[Kutipan untuk Dibaca]

Penyakit ini Sama Gawatnya dengan COVID-19
- dw
Saya pun mengalaminya, bukan hanya terbilang sekali-dua kali. Tak cuma yang terbuka mengomentari cuitan saya, tapi juga yang tanpa segan menyelinap ke pesan pribadi dan tanpa enggan melontarkan makian karena berbeda pandangan. Kekerasan verbal ini pun kerap melebar menjadi pelecehan seksual.
Saat perempuan melontarkan pendapat yang secara keras tidak disepakati oleh pihak lain, ia pun rentan mengalami pelecehan seksual.
Ia disudutkan menampilkan citra diri yang kurang santun baik dalam berpakaian atau pun berkata-kata meskipun tak ada hubungannya dengan opini yang dilontarkan. Cacian seperti “Dasar lonte, perempuan murahan lihat saja caranya berpakaian” menjadi sebuah kenormalan, bahkan dirayakan dengan sorak-sorai oleh pihak yang kebetulan sepaham.

[/Kutipan untuk Dibaca]

_Langkah yang Diperlukan_
1. Dalam kutipan tentang kekerasan verbal, kekerasan verbal itu kerap melebar menjadi apa?
2. Cetak bagian kutipan tentang kekerasan verbal yang dimulai dengan "Ia disudutkan menampilkan" dan berlanjut hingga "yang kebetulan sepaham.".

[Data yang Disediakan]

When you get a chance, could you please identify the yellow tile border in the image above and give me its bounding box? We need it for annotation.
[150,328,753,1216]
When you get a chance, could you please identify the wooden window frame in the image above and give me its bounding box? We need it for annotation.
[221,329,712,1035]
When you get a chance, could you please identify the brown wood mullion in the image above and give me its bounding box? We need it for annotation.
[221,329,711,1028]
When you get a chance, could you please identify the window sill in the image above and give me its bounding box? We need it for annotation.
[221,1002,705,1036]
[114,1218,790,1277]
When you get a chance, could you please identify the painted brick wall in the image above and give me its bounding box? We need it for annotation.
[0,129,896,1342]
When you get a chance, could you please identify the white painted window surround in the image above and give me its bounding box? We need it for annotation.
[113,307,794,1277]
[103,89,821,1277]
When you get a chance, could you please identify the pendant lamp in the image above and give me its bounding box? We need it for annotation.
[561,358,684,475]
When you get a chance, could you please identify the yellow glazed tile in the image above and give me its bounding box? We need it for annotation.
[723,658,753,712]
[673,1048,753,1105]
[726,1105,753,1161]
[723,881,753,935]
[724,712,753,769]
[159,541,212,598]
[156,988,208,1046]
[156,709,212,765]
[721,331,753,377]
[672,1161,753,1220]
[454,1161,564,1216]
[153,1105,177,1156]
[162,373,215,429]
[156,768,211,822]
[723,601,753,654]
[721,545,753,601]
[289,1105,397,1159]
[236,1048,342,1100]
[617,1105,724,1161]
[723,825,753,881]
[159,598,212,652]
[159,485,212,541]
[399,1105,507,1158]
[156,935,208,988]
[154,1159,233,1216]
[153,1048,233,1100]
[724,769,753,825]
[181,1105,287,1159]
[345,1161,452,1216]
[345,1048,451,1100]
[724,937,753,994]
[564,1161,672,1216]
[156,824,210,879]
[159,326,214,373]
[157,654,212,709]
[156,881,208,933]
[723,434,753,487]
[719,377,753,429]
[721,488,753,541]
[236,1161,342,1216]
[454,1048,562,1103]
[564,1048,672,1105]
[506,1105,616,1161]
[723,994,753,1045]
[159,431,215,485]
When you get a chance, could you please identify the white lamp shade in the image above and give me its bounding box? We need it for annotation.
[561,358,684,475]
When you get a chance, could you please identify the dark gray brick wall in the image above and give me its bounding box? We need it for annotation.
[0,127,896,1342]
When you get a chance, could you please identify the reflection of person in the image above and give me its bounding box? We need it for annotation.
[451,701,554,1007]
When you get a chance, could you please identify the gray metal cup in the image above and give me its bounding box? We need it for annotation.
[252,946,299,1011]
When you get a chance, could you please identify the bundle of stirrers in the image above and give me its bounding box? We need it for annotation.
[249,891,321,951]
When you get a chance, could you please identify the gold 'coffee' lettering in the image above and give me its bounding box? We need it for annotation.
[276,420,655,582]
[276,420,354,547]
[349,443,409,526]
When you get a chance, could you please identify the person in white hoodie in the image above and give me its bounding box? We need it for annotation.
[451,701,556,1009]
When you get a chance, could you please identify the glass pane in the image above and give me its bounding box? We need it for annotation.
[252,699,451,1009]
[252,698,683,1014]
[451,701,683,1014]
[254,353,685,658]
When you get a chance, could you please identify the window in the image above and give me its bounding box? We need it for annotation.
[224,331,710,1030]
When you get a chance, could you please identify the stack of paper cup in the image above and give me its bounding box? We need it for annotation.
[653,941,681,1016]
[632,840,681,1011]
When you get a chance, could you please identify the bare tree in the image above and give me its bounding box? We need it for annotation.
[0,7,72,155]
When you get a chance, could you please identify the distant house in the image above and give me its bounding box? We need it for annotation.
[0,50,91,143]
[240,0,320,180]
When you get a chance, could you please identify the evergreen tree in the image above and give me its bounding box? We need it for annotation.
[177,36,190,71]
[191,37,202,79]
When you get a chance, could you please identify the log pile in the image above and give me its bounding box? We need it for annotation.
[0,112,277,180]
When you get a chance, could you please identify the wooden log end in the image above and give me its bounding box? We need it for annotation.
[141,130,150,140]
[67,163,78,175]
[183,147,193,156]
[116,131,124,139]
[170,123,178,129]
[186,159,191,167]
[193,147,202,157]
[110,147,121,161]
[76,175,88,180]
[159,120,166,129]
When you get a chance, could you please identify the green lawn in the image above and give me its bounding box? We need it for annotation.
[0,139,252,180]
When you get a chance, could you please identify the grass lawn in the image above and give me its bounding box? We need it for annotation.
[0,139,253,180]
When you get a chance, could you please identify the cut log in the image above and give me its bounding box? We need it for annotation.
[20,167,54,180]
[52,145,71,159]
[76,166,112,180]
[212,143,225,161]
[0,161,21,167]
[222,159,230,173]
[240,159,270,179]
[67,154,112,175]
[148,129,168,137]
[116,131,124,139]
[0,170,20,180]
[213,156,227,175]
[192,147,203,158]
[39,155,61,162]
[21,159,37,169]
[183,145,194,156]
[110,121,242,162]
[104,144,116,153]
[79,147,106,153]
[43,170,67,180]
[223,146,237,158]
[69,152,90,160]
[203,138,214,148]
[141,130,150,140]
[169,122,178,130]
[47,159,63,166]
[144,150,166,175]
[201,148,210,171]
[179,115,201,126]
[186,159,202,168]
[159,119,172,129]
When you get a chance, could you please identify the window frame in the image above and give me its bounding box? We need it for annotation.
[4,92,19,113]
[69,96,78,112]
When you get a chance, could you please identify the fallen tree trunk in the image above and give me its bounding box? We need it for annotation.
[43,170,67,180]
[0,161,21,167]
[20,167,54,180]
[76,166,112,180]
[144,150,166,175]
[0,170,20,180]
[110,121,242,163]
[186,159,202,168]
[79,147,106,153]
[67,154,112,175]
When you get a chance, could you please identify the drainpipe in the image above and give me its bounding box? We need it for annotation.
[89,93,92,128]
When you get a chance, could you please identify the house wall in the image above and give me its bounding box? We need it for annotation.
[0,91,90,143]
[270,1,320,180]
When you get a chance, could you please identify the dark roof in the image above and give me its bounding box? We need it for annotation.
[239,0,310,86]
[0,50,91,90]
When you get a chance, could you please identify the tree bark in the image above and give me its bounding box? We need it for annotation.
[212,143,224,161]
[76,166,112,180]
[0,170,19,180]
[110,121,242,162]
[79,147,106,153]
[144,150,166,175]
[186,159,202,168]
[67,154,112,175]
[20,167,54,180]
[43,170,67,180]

[/Data yang Disediakan]

_Hasil Berurutan_
1. Pelecehan seksual.

2.
Ia disudutkan menampilkan citra diri yang kurang santun baik dalam berpakaian atau pun berkata-kata meskipun tak ada hubungannya dengan opini yang dilontarkan. Cacian seperti “Dasar lonte, perempuan murahan lihat saja caranya berpakaian” menjadi sebuah kenormalan, bahkan dirayakan dengan sorak-sorai oleh pihak yang kebetulan sepaham.